↓
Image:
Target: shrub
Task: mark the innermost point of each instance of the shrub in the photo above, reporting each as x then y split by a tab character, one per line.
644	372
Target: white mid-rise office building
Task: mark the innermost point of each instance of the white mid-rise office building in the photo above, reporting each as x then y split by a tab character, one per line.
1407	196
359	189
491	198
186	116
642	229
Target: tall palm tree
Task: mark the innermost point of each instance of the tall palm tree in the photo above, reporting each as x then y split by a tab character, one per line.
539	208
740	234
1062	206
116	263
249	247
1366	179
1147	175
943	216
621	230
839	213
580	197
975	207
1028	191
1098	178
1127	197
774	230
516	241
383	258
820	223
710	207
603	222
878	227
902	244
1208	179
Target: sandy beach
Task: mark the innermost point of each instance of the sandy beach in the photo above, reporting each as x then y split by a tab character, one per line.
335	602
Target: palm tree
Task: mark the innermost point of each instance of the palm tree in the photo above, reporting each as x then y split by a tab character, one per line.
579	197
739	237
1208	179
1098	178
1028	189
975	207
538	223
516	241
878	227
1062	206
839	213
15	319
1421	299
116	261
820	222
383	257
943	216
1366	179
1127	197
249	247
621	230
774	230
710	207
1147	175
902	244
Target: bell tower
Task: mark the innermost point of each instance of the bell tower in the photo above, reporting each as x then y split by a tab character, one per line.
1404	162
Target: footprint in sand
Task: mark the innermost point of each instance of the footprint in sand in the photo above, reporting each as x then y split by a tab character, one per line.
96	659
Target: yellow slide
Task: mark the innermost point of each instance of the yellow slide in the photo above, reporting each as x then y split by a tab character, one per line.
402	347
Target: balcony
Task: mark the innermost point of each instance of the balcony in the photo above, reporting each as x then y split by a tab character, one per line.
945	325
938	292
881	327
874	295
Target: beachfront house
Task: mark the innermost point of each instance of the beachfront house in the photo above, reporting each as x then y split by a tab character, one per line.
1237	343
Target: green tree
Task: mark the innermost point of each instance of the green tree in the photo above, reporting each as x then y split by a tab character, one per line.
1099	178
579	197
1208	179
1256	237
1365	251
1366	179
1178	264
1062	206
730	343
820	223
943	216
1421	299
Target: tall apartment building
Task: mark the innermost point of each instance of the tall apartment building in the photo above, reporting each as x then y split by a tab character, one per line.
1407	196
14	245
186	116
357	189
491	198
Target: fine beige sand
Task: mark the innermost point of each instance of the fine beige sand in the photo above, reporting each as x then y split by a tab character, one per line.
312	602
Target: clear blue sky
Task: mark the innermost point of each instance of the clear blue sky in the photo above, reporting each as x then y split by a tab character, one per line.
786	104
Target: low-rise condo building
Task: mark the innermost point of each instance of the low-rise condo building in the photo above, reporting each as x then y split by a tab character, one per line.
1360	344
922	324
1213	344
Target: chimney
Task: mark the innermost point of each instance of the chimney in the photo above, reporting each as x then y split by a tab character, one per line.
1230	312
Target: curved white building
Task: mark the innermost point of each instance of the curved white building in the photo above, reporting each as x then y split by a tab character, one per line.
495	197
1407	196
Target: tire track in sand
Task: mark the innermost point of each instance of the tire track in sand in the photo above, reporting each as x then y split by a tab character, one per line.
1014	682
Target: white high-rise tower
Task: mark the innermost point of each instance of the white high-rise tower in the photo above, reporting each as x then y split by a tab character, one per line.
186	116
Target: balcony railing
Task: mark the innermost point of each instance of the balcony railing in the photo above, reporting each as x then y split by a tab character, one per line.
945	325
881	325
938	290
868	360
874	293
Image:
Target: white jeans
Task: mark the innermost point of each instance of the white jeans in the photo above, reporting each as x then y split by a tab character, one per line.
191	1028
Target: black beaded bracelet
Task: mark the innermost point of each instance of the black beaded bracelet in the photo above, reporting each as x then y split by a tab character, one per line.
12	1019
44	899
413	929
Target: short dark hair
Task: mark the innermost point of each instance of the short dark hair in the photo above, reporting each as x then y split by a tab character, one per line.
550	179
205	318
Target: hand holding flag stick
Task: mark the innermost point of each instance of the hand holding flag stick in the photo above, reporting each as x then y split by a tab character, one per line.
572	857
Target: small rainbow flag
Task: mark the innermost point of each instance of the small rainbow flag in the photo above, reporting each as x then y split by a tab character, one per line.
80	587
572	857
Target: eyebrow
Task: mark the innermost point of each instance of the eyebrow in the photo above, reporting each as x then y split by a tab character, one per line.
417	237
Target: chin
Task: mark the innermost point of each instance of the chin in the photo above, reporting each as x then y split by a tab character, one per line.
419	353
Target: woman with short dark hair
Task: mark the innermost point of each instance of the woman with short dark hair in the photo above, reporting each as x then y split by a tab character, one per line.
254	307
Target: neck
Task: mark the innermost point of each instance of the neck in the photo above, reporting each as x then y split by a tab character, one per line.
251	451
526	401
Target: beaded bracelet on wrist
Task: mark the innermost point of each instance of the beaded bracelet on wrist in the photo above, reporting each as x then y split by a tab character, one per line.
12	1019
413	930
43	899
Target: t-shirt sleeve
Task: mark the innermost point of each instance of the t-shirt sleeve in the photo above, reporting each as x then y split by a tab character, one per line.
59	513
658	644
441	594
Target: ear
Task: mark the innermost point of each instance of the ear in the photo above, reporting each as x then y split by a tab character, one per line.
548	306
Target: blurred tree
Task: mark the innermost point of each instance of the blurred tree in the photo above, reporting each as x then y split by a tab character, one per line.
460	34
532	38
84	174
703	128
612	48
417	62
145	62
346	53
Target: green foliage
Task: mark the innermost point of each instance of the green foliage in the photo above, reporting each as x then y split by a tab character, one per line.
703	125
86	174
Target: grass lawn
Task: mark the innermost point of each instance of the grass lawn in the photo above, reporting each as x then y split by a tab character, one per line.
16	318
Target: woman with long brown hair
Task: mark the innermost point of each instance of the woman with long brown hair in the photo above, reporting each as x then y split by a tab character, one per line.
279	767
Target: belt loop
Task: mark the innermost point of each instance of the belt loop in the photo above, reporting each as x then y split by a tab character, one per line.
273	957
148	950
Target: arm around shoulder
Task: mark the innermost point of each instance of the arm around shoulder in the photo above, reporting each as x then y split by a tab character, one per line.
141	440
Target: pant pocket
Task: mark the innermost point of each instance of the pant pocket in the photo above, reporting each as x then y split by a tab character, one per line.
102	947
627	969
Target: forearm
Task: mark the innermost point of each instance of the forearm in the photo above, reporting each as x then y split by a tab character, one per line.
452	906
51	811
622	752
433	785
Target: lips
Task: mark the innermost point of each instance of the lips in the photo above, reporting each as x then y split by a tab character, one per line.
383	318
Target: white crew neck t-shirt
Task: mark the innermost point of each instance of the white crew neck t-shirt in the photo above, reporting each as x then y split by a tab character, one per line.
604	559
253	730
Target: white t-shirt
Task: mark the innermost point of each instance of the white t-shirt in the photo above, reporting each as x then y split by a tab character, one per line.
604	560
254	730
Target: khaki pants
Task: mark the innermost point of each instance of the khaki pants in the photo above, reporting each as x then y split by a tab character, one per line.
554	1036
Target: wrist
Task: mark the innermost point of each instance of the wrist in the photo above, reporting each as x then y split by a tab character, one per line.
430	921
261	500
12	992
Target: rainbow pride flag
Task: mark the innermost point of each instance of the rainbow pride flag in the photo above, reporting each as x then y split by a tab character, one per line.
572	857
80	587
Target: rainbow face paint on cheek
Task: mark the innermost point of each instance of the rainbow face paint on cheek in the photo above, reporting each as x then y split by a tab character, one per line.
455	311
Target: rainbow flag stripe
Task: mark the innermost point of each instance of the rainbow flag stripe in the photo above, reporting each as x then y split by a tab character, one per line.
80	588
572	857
↑
◆ Exercise goal
Every entry must be quoted exactly as it appears above.

◆ Output for this exercise
Image:
Target: shrub
Task: mark the innermost point of each instance of the shrub in the photo above, reporting each as x then y split by a tab character, one per line.
644	372
Target: white mid-rise office building
Task: mark the innermost point of each instance of the white mid-rise office building in the photo above, reporting each as x then y split by a tab character, one per line.
1407	196
359	189
491	198
186	116
642	229
Target: tall palm tree
Task: mark the innermost point of each instance of the tall palm tree in the photo above, reporting each as x then y split by a tab character, one per line.
539	208
740	234
1062	206
116	263
249	247
1366	179
1147	175
943	216
621	230
839	213
580	197
975	207
1028	191
1098	178
1127	197
774	230
516	241
383	258
820	223
710	207
603	222
878	227
902	244
1208	179
Target: sandy beach
Task: mark the innermost point of each instance of the sandy beach in the photo above, reporting each as x then y split by a tab character, one per line.
335	602
Target: palm tree
Task: mark the innermost point of each instance of the palm tree in the photo above, reporting each as x then y split by a tab character, one per line.
579	197
739	237
1208	179
1098	178
1028	189
975	207
538	223
516	241
878	227
1062	206
839	213
15	319
1421	299
116	261
820	222
383	257
943	216
1366	179
1127	197
249	247
621	230
774	230
710	207
1147	175
902	244
Target: bell tower
Task: mark the innermost point of each instance of the bell tower in the photo above, reporting each as x then y split by a tab character, one per line.
1404	162
Target: footprint in sand
Task: mark the innermost point of each instance of the footprint in sand in the photo above, reporting each as x then y split by a tab character, one per line.
96	659
Target: yellow slide
Task: mark the innermost point of each instance of the yellow slide in the photo above, reporting each as x then y split by a tab character, one per line.
402	347
Target: balcony
Task: mark the innermost point of each instance of the balcony in the photo above, reporting each as x then y split by a tab character, one per line.
945	325
938	292
881	327
874	295
Target: beachfront house
Task: mark the innermost point of each instance of the beachfront house in the photo above, reporting each as x then y split by a tab character, one per line.
1237	343
Target: green tree
Task: mark the innermost point of each instance of the green tree in the photo above, reporting each as x then y split by a tab character, one per line.
1099	178
579	197
1208	179
1256	237
1365	251
1366	179
1178	264
1062	206
730	343
820	223
943	216
1421	299
Target: tall apartment building
Task: mark the innermost point of each instance of the tall apartment building in the photo above, reporting each as x then y split by a tab character, one per line.
1407	196
14	245
186	116
357	189
491	198
Target: fine beige sand
Task: mark the innermost point of each instance of the fine beige sand in the photo above, reporting each as x then y split by a tab character, one per line.
312	602
Target: clear blue sky
Task: mark the innermost point of each instance of the clear blue sky in the photo above, reporting each as x then y split by a tab character, one per line.
786	104
Target: low-rise condo building
Task: mark the innermost point of each instance of the low-rise condo building in the photo above, reporting each as x then y split by a tab character, one per line.
1360	344
922	324
1213	344
Target: chimney
Task: mark the innermost point of each instance of the chimney in the photo above, reporting each as x then y split by a tab character, one per line.
1230	312
Target: curved white building
Task: mark the innermost point of each instance of the curved white building in the photo above, reporting each as x then y split by a tab character, one per line.
495	197
1407	196
Target: tire track in sand
Task: mark the innermost point of each instance of the tire track in sand in the photo above, reporting each as x then y split by a tab character, one per line.
1014	682
Target: white high-rise tower
Task: mark the innermost point of each instance of the white high-rise tower in the photo above, reporting each as x then y split by a tab character, one per line.
186	116
Target: balcony railing
Task: mark the innermost point of each instance of the balcony railing in the photo above, reporting each as x then y split by a tab character, one per line.
945	325
881	325
938	290
868	360
874	293
Image:
Target: white jeans
Task: mark the innermost point of each instance of the white jeans in the photo above, reporting each as x then y split by a tab character, one per line.
191	1028
Target: black beaded bracelet
Task: mark the innermost point of each instance of the black beaded bracelet in the photo above, reporting each as x then y split by a tab character, one per line.
12	1019
44	899
413	929
Target: short dark hair
Task: mark the innermost point of each instance of the short dark hair in the photo above, reporting each as x then y split by a tab character, one per line.
550	179
205	318
Target: hand holding flag stick
Task: mark the innermost point of each instance of the hand holding flag stick in the photo above, reporting each as x then y split by a tab character, one per line.
572	857
Target: small rainbow flag
Task: mark the innermost point of each instance of the small rainbow flag in the photo above, reporting each as x then y split by a tab character, one per line.
80	587
572	857
Target: eyebrow
Task: mark the innermost point of each instance of the eyebrow in the photo above, reporting each as x then y split by a tab character, one per line.
417	237
Target: chin
Task: mark the innermost point of each instance of the chin in the photo above, reporting each as x then y split by a tab character, one per line.
419	353
Target: woman with short dark hair
Task: mark the innermost point of each instance of the woman with short dark hair in the photo above, reporting each as x then y split by a tab character, one per line.
254	307
Target: neck
Task: mark the innermost point of each instance of the neck in the photo above, reporting each as x then y split by a tab character, one per line.
251	451
526	401
Target: beaded bracelet on wrist
Task: mark the innermost point of each instance of the beaded bracelet on wrist in the photo above, reporting each as x then y split by a tab character, one per line.
12	1019
413	930
43	899
Target: t-shirt sleeve
Task: mark the innermost point of each instance of the t-shirt sleeve in the photo above, reporting each as x then y split by a tab character, one per line.
59	513
658	644
441	594
Target: ear
Task: mark the innermost point of each instance of the ear in the photo above, reporting each as x then y split by a tab character, one per line.
548	306
Target: blurred tree
Task: mark the innermost point of each instance of the blurred tree in the photo above, reporting each as x then y split by a tab character, one per line.
460	34
532	38
84	174
703	128
612	48
417	62
145	62
346	53
Target: green foliage
Task: mark the innermost point of each instance of the green foliage in the photo above, reporting each as x then y split by a tab character, one per line.
703	125
86	174
Target: grass lawn
Task: mark the innermost point of each instance of the grass lawn in the photo above, reporting each as x then y split by a tab character, one per line.
16	318
Target: woman with long brown hair
Task: mark the innermost point of each instance of the woman with long brown hair in the photo above, reporting each as x then y split by a tab character, one per line.
279	767
Target: belt loop
Task: mark the innermost point of each instance of the belt loop in the photo above, reporting each as x then y split by a tab character, one per line.
273	957
148	950
Target: arm around shoulder
Task: mark the innermost point of each instance of the arm around shoulder in the photo above, reporting each as x then y split by a tab character, one per line.
141	440
Target: pant pocket
Task: mark the innermost point of each instance of the pant pocket in the photo above, reporting each as x then y split by a tab character, one per line.
102	947
627	969
Target: forearm
Task: mark the innermost point of each instance of the forearm in the photo above, reporting each as x then y split by a tab character, one per line.
452	906
51	811
622	752
433	785
Target: lips
Task: mark the innermost point of each instance of the lips in the photo above, reporting each as x then y split by a tab character, one per line.
383	318
Target: white crew neck t-shirt
Task: mark the innermost point of each instance of the white crew neck t-shirt in the photo above, reporting each as x then y split by a tab character, one per line.
604	559
253	730
Target: white t-shirt
Task: mark the innermost point of each instance of the white t-shirt in the photo above, reporting each as x then y split by a tab character, one per line.
604	560
254	730
Target: khaki pants
Task: mark the innermost point of each instance of the khaki pants in the photo above, reporting each as x then y split by a tab character, one per line.
554	1036
Target: wrist
Task: mark the innermost point of each instance of the wrist in the photo above, reporting each as x then y split by a tab character, one per line.
430	921
261	500
12	992
Target: rainbow pride flag
Task: mark the innermost point of each instance of the rainbow pride flag in the photo above, reporting each as x then y split by a tab character, one per line.
572	857
80	587
Target: rainbow face paint on cheek
Task: mark the innermost point of each instance of the rainbow face paint on cheek in the photo above, reporting each as x then y split by a tab character, one per line.
455	311
Target: rainbow flag stripe
Task: mark the innermost point of each instance of the rainbow flag stripe in the photo above, reporting each as x then y split by a tab character, one per line.
80	588
572	857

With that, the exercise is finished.